* **Activity**
The line containing "Target: harbour bay" marks the end; return exactly every line from the start of the records up to and including it, but no pictures.

[Opening Extracted records section]

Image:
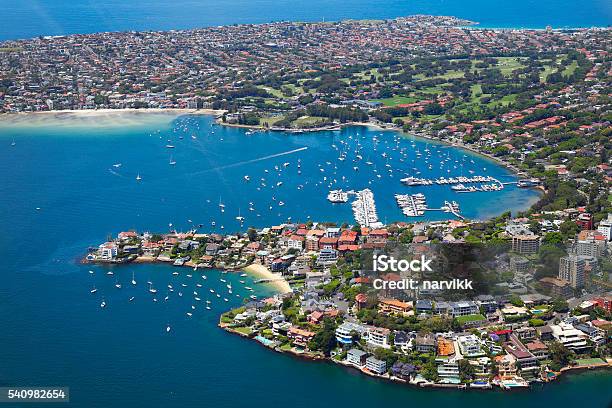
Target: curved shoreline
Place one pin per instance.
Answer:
(422, 385)
(275, 280)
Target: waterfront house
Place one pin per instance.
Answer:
(361, 300)
(107, 251)
(403, 370)
(570, 337)
(545, 333)
(212, 249)
(538, 349)
(356, 357)
(470, 346)
(424, 306)
(506, 365)
(150, 248)
(345, 332)
(463, 308)
(378, 337)
(393, 307)
(296, 242)
(445, 347)
(327, 257)
(328, 243)
(557, 287)
(525, 360)
(376, 366)
(312, 243)
(400, 338)
(448, 370)
(299, 336)
(332, 232)
(425, 343)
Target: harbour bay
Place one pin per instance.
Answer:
(54, 328)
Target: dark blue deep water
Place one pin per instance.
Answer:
(53, 330)
(28, 18)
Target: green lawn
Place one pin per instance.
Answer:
(470, 318)
(570, 69)
(308, 121)
(244, 330)
(589, 361)
(396, 100)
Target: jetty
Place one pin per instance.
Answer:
(412, 205)
(364, 209)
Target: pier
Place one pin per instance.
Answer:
(412, 205)
(364, 209)
(416, 181)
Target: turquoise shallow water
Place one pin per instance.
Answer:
(24, 19)
(54, 332)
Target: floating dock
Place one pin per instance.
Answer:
(364, 209)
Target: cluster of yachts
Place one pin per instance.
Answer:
(415, 181)
(412, 205)
(192, 286)
(338, 196)
(364, 209)
(461, 188)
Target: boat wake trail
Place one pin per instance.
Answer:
(242, 163)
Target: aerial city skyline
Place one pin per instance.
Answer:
(422, 200)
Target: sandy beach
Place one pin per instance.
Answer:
(263, 272)
(98, 118)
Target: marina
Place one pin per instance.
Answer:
(412, 205)
(364, 209)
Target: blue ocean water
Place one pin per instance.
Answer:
(29, 18)
(53, 329)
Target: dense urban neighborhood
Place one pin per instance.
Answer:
(538, 101)
(539, 309)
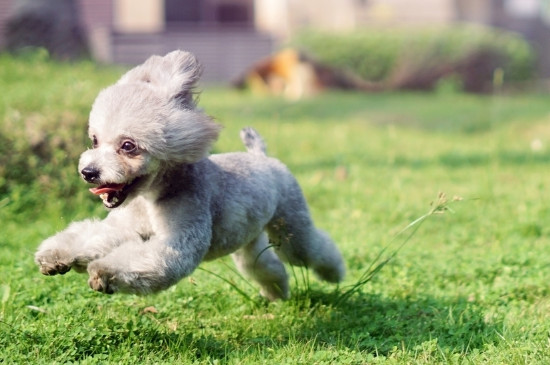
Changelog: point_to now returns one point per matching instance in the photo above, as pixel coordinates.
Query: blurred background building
(229, 35)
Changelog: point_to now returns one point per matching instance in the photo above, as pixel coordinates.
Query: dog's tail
(253, 141)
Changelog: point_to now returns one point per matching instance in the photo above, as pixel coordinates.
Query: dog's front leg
(81, 243)
(143, 267)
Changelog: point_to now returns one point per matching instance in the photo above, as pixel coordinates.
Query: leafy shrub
(394, 56)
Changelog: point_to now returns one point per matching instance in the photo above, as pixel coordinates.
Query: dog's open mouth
(112, 194)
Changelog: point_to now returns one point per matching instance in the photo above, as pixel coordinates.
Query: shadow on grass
(377, 325)
(368, 324)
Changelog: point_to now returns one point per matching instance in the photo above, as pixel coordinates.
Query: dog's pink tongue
(107, 188)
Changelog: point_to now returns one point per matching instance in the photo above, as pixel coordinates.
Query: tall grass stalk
(440, 206)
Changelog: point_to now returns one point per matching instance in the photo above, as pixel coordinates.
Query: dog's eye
(128, 146)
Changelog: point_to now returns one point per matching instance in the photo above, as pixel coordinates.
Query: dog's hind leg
(259, 261)
(300, 243)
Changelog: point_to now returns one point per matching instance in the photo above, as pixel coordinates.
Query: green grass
(470, 286)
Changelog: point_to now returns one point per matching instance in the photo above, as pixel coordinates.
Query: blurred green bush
(403, 58)
(44, 108)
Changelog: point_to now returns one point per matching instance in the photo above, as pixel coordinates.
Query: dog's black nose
(90, 173)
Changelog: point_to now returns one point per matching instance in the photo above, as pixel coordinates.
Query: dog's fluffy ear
(174, 74)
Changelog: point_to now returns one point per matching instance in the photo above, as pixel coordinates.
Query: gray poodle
(173, 206)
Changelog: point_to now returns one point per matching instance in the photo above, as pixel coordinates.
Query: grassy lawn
(469, 285)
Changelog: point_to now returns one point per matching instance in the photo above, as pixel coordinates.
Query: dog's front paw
(53, 261)
(102, 279)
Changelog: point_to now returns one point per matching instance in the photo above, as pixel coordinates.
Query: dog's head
(148, 120)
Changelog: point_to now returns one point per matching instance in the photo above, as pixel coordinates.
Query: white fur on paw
(53, 262)
(101, 280)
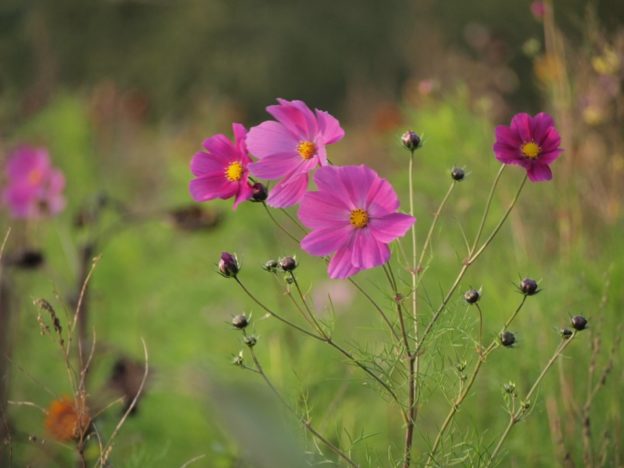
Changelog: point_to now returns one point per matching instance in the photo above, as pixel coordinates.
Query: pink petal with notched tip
(322, 210)
(390, 226)
(271, 138)
(288, 192)
(539, 173)
(326, 241)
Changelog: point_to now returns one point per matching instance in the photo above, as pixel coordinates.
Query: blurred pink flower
(291, 147)
(34, 188)
(353, 215)
(530, 142)
(538, 9)
(221, 170)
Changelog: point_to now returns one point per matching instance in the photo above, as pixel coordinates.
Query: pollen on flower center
(530, 149)
(359, 218)
(234, 171)
(306, 149)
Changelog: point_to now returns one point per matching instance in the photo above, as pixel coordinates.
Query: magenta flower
(353, 216)
(221, 170)
(530, 142)
(34, 188)
(291, 147)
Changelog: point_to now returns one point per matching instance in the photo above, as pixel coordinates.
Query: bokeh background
(123, 93)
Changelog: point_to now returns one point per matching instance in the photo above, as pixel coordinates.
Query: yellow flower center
(531, 150)
(358, 218)
(234, 171)
(306, 149)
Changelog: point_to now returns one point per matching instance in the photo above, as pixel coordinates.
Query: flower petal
(271, 138)
(367, 252)
(209, 187)
(390, 227)
(340, 265)
(322, 210)
(275, 165)
(539, 173)
(329, 127)
(326, 241)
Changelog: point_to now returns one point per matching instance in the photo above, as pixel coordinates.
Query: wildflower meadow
(390, 240)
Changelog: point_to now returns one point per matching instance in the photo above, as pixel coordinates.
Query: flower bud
(457, 174)
(510, 388)
(472, 296)
(529, 287)
(259, 192)
(271, 266)
(288, 263)
(250, 340)
(566, 333)
(228, 265)
(507, 338)
(238, 359)
(579, 322)
(411, 140)
(240, 321)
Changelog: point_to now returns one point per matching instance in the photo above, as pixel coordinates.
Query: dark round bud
(457, 173)
(270, 266)
(472, 296)
(566, 333)
(259, 192)
(510, 388)
(411, 140)
(250, 341)
(507, 338)
(288, 263)
(240, 321)
(228, 265)
(579, 322)
(528, 287)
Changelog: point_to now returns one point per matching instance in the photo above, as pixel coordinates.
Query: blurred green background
(124, 92)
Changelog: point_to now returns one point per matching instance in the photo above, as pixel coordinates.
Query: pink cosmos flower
(291, 147)
(353, 216)
(530, 142)
(34, 188)
(221, 170)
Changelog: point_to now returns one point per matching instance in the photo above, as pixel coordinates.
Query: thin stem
(525, 404)
(486, 211)
(469, 261)
(325, 339)
(376, 306)
(278, 224)
(411, 383)
(464, 390)
(294, 220)
(306, 423)
(434, 222)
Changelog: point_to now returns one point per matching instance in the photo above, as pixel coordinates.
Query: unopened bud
(288, 263)
(228, 265)
(507, 339)
(579, 322)
(529, 287)
(457, 174)
(411, 140)
(259, 192)
(240, 321)
(472, 296)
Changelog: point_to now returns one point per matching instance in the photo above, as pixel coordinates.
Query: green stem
(306, 423)
(525, 404)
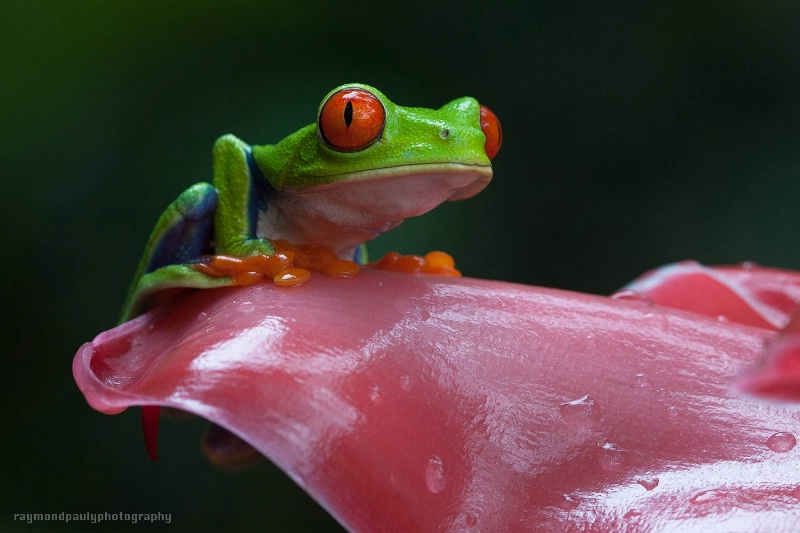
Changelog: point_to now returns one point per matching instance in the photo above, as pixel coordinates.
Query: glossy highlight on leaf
(426, 403)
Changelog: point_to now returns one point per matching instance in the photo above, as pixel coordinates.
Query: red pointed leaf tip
(441, 403)
(744, 294)
(150, 415)
(778, 375)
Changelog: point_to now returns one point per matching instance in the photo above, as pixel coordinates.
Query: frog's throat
(349, 212)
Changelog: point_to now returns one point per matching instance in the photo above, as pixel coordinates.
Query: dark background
(635, 135)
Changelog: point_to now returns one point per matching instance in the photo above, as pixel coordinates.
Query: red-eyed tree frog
(359, 171)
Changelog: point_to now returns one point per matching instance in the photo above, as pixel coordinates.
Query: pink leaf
(417, 403)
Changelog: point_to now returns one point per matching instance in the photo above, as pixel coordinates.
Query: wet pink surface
(416, 403)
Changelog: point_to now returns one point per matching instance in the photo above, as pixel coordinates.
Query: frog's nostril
(490, 126)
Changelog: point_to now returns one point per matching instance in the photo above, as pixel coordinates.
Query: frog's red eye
(351, 119)
(490, 126)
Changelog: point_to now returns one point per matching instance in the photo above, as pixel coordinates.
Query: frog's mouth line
(472, 178)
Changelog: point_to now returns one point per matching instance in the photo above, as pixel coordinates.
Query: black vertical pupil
(348, 114)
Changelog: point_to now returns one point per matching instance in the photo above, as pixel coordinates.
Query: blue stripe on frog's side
(260, 191)
(186, 228)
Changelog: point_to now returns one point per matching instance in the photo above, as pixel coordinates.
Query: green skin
(315, 193)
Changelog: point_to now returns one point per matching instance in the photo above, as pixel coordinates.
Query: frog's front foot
(436, 263)
(248, 270)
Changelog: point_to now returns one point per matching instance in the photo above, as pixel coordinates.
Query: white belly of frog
(346, 214)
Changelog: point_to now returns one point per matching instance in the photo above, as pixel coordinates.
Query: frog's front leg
(182, 233)
(240, 186)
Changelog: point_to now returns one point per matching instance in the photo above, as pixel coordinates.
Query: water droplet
(374, 393)
(611, 457)
(434, 474)
(568, 503)
(781, 442)
(708, 496)
(649, 483)
(630, 295)
(583, 413)
(643, 381)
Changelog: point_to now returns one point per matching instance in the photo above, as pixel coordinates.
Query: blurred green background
(636, 134)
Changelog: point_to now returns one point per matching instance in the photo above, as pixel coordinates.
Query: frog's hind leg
(183, 232)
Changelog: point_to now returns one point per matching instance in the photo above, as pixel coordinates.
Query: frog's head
(367, 164)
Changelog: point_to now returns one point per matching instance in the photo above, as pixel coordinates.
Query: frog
(365, 165)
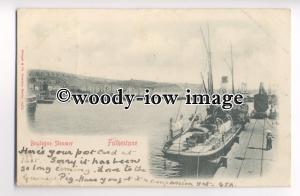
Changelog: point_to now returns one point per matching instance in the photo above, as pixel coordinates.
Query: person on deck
(269, 139)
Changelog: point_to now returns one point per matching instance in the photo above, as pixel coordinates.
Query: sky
(158, 45)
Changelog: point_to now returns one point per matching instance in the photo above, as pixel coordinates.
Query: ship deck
(249, 157)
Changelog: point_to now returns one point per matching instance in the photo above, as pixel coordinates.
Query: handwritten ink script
(93, 167)
(78, 166)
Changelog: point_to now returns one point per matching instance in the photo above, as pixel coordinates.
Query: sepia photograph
(119, 70)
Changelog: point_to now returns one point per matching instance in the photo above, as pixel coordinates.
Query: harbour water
(151, 121)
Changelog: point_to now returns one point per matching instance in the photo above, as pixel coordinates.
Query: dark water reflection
(149, 121)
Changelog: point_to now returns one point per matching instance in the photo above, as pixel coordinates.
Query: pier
(249, 157)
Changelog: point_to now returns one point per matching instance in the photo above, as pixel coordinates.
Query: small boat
(45, 98)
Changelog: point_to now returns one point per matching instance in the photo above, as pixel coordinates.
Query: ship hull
(215, 155)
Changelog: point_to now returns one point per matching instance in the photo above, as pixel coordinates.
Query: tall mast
(232, 79)
(210, 76)
(210, 86)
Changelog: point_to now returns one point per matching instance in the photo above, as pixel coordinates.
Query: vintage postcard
(153, 97)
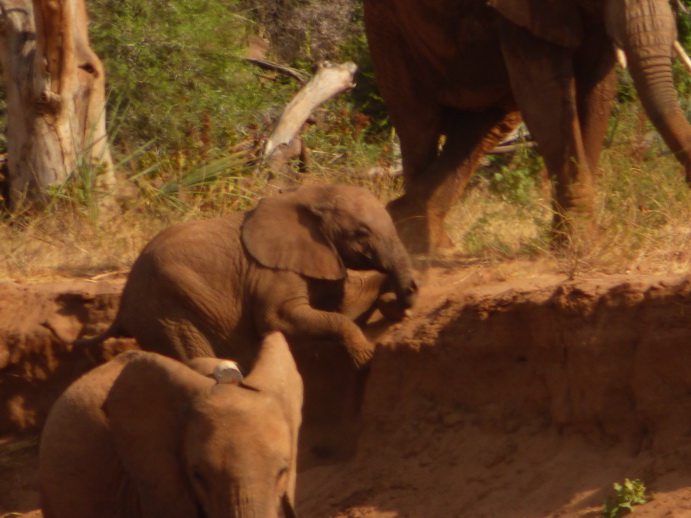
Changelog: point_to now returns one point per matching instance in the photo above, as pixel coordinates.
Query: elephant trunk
(396, 263)
(646, 31)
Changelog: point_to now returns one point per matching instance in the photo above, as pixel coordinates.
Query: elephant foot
(361, 354)
(573, 231)
(420, 231)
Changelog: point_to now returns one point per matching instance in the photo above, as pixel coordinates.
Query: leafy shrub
(628, 494)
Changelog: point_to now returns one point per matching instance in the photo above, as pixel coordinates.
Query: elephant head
(174, 441)
(319, 231)
(644, 29)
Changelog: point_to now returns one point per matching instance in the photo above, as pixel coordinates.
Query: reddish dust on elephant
(520, 395)
(471, 70)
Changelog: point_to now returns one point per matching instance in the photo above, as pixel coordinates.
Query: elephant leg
(544, 86)
(414, 113)
(470, 136)
(596, 85)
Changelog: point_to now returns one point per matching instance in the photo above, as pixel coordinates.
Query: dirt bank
(525, 397)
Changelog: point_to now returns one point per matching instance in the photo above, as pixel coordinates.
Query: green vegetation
(627, 495)
(187, 116)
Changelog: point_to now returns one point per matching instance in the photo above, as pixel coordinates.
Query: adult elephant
(148, 436)
(215, 287)
(468, 69)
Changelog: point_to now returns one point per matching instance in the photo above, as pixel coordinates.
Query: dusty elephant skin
(214, 287)
(146, 435)
(470, 69)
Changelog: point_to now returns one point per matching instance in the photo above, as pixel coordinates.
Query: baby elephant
(147, 436)
(215, 287)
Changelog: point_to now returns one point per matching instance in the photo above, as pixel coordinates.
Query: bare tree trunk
(55, 96)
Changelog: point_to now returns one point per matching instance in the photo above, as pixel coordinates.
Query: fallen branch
(330, 80)
(268, 65)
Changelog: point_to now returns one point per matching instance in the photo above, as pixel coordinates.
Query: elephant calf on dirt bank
(147, 436)
(214, 287)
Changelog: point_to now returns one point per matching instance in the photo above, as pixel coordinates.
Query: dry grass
(643, 213)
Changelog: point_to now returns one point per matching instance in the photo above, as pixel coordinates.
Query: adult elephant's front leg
(543, 83)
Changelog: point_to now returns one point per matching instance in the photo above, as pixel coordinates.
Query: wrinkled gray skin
(146, 436)
(214, 287)
(470, 69)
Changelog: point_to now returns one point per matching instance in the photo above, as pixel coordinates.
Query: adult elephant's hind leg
(469, 137)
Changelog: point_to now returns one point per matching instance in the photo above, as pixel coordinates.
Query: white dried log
(55, 88)
(329, 80)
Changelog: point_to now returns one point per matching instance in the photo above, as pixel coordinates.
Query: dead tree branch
(330, 80)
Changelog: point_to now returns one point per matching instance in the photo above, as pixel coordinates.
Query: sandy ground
(505, 395)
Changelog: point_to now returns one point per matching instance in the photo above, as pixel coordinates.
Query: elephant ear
(146, 409)
(285, 232)
(557, 21)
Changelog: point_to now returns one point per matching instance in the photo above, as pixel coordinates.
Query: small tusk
(682, 55)
(227, 371)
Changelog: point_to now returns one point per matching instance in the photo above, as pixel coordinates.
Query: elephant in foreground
(215, 287)
(469, 70)
(148, 436)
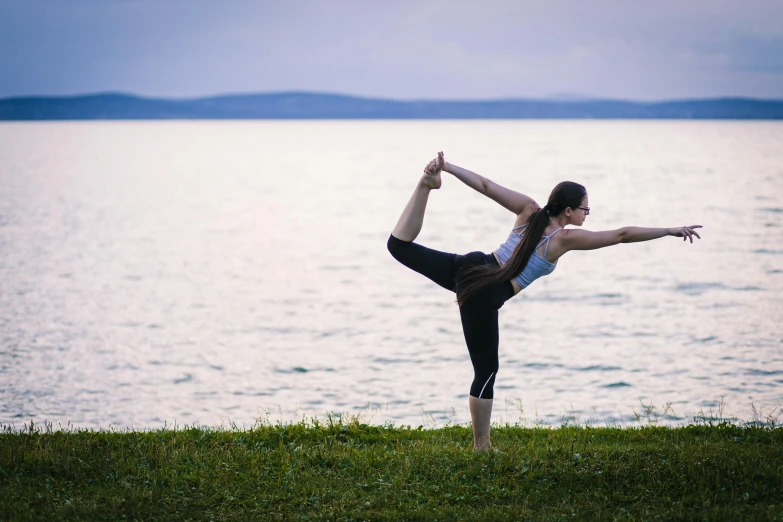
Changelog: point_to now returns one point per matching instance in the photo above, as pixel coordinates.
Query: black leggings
(479, 314)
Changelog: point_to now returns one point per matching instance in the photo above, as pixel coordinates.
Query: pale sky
(401, 49)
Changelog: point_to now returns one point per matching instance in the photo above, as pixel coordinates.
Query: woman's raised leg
(412, 218)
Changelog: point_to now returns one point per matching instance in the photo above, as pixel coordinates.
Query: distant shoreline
(315, 106)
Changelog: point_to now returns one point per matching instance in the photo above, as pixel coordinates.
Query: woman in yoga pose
(483, 282)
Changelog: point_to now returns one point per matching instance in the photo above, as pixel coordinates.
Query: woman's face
(579, 214)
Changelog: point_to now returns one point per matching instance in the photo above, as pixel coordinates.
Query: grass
(353, 471)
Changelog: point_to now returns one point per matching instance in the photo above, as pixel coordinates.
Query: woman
(483, 282)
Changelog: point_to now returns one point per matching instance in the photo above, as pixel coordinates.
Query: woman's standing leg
(480, 326)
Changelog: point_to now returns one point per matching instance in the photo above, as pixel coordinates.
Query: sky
(401, 49)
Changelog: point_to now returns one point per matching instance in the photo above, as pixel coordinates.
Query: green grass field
(353, 471)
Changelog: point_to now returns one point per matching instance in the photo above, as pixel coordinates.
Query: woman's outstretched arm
(507, 198)
(587, 240)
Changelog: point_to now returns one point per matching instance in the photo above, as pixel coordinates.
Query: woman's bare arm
(507, 198)
(586, 240)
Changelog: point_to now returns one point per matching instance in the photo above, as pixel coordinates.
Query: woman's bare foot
(431, 178)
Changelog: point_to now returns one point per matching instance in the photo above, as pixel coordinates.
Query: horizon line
(565, 99)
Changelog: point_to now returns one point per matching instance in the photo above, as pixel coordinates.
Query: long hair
(472, 280)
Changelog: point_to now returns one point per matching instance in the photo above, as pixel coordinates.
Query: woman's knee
(483, 386)
(396, 246)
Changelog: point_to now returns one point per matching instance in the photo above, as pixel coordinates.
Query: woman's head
(568, 203)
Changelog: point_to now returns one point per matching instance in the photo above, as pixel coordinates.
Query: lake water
(209, 273)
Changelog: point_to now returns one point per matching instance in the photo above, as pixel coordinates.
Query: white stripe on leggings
(485, 384)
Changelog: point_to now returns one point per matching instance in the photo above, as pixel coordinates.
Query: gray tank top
(537, 266)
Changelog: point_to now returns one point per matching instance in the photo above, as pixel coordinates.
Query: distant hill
(298, 105)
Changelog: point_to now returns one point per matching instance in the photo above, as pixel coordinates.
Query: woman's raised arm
(507, 198)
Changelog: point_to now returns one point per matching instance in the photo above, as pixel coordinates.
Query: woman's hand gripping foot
(431, 178)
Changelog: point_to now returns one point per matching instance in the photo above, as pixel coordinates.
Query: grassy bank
(355, 471)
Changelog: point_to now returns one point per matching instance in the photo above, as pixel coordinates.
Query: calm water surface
(205, 273)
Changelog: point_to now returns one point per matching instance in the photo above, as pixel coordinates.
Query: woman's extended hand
(685, 232)
(436, 165)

[Closing Extracted records section]

* **Output below**
Image:
Target: curved shoreline
Place one pin per instance.
Answer:
(422, 385)
(275, 280)
Target: waterfront house
Place one pin per instance.
Answer:
(361, 300)
(107, 251)
(403, 370)
(570, 337)
(545, 333)
(212, 249)
(538, 349)
(356, 357)
(470, 346)
(424, 306)
(506, 365)
(150, 248)
(345, 332)
(463, 308)
(378, 337)
(393, 307)
(296, 242)
(445, 347)
(327, 257)
(328, 243)
(557, 287)
(525, 360)
(376, 366)
(312, 243)
(400, 338)
(448, 370)
(299, 336)
(332, 232)
(425, 343)
Target: harbour bay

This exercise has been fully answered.